**WHAT IS NEEDED:**
Rewrite the items from the first line through the line that contains "(1312, 350)" and replace "stone gate pillar" with "stone gatepost" while leaving everything else unchanged.
+ + + +
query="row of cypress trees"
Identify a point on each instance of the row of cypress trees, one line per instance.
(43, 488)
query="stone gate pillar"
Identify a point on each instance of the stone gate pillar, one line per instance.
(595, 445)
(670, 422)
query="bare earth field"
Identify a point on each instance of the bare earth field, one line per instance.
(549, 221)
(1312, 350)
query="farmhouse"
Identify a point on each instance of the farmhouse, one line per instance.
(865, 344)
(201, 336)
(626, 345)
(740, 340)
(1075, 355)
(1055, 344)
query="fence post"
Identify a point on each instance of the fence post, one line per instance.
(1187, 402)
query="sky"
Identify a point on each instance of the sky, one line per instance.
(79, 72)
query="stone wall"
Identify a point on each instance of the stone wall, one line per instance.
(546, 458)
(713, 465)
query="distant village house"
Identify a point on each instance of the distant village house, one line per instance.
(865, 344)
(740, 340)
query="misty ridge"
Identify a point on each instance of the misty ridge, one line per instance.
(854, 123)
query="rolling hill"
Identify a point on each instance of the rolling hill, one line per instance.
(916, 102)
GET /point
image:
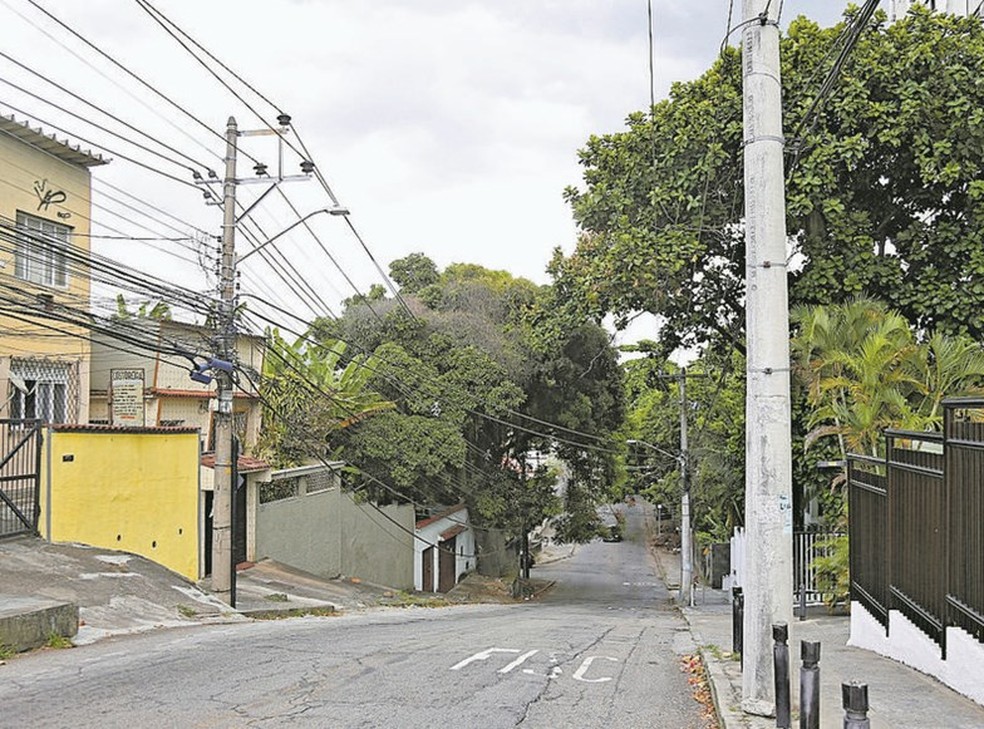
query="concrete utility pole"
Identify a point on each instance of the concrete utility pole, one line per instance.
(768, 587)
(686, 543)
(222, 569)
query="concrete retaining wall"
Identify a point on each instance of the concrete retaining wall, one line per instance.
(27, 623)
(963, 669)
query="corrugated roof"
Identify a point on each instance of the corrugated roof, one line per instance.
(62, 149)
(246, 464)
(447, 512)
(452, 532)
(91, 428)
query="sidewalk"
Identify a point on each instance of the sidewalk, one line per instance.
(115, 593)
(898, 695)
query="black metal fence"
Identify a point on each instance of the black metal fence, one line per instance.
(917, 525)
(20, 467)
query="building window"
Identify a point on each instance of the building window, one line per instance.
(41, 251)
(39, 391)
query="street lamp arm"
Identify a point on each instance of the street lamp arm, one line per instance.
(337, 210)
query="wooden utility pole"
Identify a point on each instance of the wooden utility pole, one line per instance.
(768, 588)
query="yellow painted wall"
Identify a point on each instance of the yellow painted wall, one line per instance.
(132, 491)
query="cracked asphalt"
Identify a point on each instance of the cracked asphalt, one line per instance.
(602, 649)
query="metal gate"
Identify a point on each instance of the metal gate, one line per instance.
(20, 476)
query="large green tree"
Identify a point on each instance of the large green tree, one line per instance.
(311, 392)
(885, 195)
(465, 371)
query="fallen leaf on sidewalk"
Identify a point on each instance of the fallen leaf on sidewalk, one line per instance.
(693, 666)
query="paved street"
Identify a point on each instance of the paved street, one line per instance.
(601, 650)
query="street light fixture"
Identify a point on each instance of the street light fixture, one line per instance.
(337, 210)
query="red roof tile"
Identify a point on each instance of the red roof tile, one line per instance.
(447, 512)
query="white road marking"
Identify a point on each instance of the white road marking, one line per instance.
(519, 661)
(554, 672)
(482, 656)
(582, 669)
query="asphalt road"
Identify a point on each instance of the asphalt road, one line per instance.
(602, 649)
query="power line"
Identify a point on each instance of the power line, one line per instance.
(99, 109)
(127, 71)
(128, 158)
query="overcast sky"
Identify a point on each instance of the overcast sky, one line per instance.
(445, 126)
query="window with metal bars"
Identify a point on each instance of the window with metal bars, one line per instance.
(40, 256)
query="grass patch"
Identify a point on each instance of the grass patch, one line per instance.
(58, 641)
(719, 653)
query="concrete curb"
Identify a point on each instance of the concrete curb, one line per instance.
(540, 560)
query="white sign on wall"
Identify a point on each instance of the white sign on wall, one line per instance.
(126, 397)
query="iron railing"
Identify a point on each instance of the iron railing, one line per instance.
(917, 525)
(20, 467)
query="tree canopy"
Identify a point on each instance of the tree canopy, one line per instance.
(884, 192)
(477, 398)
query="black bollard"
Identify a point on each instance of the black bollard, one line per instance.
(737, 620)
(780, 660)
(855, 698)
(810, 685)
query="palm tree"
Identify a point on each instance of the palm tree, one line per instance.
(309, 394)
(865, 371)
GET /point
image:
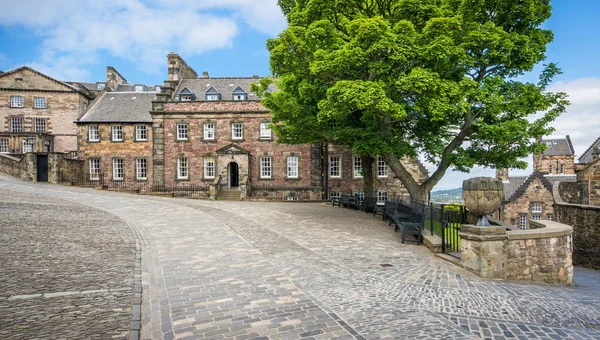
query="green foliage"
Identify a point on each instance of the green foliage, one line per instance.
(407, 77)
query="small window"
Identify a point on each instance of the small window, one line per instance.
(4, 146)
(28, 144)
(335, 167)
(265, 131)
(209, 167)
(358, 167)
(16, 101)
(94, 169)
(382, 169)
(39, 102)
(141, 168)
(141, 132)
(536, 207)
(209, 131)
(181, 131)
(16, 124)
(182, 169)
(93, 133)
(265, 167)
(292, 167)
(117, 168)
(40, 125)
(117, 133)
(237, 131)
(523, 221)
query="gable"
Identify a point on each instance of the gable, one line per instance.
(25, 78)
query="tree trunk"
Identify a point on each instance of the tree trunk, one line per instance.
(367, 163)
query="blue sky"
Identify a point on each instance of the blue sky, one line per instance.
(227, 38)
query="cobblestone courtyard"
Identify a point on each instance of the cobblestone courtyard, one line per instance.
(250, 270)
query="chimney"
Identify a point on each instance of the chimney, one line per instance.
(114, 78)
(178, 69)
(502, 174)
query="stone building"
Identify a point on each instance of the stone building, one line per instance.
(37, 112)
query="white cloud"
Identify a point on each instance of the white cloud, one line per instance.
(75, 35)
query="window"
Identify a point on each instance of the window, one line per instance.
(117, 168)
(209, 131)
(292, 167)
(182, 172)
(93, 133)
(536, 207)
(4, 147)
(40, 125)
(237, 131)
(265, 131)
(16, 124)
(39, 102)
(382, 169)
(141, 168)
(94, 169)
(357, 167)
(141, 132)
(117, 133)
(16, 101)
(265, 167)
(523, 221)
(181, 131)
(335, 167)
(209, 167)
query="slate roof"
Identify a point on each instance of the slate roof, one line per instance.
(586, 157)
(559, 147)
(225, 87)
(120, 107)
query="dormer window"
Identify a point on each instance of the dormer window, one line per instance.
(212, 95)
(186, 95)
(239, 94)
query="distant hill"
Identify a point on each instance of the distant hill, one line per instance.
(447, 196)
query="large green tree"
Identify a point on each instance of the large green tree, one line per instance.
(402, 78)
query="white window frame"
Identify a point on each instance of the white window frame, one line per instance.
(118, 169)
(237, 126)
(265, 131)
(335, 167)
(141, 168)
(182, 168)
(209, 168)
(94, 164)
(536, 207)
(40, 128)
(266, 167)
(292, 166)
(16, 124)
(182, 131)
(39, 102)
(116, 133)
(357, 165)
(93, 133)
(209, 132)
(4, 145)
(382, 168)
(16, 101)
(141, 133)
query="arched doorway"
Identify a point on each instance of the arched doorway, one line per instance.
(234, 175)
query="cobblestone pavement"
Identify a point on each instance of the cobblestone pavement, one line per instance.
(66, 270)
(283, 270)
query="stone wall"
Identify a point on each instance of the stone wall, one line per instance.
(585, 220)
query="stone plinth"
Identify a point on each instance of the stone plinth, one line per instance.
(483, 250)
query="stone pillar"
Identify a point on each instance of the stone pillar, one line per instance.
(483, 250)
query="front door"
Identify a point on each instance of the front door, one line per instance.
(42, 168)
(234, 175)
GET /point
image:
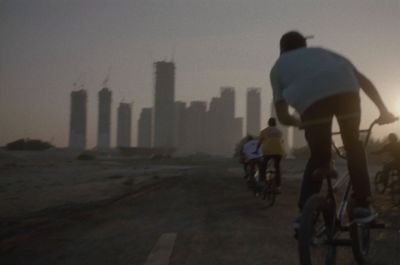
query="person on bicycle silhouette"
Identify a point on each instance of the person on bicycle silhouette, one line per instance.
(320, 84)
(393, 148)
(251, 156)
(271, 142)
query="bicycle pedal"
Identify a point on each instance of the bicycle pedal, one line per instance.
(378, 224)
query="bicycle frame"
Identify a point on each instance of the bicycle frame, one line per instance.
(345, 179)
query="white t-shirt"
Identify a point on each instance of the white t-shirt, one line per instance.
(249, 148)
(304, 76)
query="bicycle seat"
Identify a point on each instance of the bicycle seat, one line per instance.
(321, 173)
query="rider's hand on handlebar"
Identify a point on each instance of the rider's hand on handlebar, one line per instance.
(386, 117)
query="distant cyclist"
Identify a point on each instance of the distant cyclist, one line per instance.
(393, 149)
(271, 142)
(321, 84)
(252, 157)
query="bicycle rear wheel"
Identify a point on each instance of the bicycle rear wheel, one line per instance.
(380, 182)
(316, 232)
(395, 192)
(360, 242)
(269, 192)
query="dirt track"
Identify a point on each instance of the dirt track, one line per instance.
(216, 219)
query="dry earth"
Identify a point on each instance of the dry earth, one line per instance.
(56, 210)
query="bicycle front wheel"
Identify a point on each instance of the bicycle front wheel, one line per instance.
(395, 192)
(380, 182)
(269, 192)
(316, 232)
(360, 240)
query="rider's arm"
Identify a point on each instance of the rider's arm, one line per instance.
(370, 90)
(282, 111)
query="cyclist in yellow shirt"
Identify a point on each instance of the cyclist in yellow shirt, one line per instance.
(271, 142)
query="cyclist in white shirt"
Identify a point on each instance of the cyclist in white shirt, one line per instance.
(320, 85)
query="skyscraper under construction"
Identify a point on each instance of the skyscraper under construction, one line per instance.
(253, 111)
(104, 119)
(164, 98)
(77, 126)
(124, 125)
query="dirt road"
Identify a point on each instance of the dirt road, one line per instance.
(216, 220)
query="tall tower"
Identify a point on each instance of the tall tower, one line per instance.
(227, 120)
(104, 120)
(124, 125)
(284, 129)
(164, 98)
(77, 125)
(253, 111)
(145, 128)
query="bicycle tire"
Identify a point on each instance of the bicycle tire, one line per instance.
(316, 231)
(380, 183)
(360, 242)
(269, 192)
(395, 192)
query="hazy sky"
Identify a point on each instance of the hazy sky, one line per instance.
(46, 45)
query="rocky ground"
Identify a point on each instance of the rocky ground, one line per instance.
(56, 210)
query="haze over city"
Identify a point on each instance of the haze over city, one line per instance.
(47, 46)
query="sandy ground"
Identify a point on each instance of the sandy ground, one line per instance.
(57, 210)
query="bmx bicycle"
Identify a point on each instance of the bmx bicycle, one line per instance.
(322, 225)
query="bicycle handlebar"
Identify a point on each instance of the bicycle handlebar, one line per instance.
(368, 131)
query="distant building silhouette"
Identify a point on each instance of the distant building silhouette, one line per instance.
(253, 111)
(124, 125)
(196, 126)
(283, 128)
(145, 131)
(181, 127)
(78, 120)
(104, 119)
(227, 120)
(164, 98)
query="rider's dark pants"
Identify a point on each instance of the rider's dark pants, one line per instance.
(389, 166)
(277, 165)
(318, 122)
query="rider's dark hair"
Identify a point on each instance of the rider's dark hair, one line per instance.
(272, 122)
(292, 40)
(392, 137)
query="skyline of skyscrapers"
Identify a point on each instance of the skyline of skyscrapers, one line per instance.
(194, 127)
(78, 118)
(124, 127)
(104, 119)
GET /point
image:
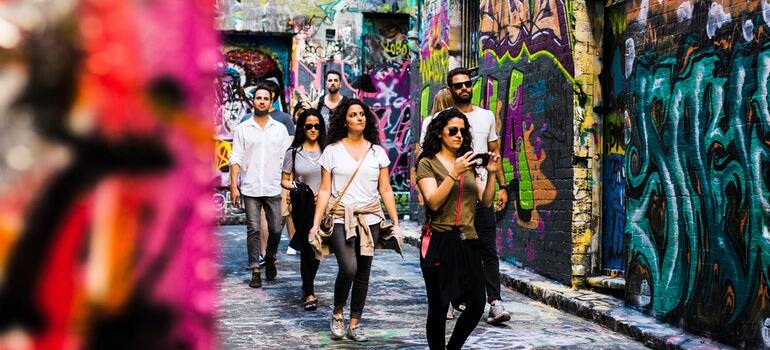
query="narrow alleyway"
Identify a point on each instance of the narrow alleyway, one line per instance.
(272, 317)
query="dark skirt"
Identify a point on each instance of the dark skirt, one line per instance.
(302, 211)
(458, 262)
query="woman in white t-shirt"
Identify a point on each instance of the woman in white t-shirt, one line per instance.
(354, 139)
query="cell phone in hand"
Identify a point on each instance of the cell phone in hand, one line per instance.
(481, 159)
+ + + +
**WORKED ANSWER:**
query="row of cypress trees"
Identify a point on each instance of the row of cypress trees, one line per instance.
(43, 488)
query="stone gatepost"
Identify a point on each instance of the stone gatepost, one line per instance.
(595, 445)
(670, 422)
query="bare earth field"
Identify a point on each instance of the bare earth field, one line per instance.
(549, 221)
(1312, 350)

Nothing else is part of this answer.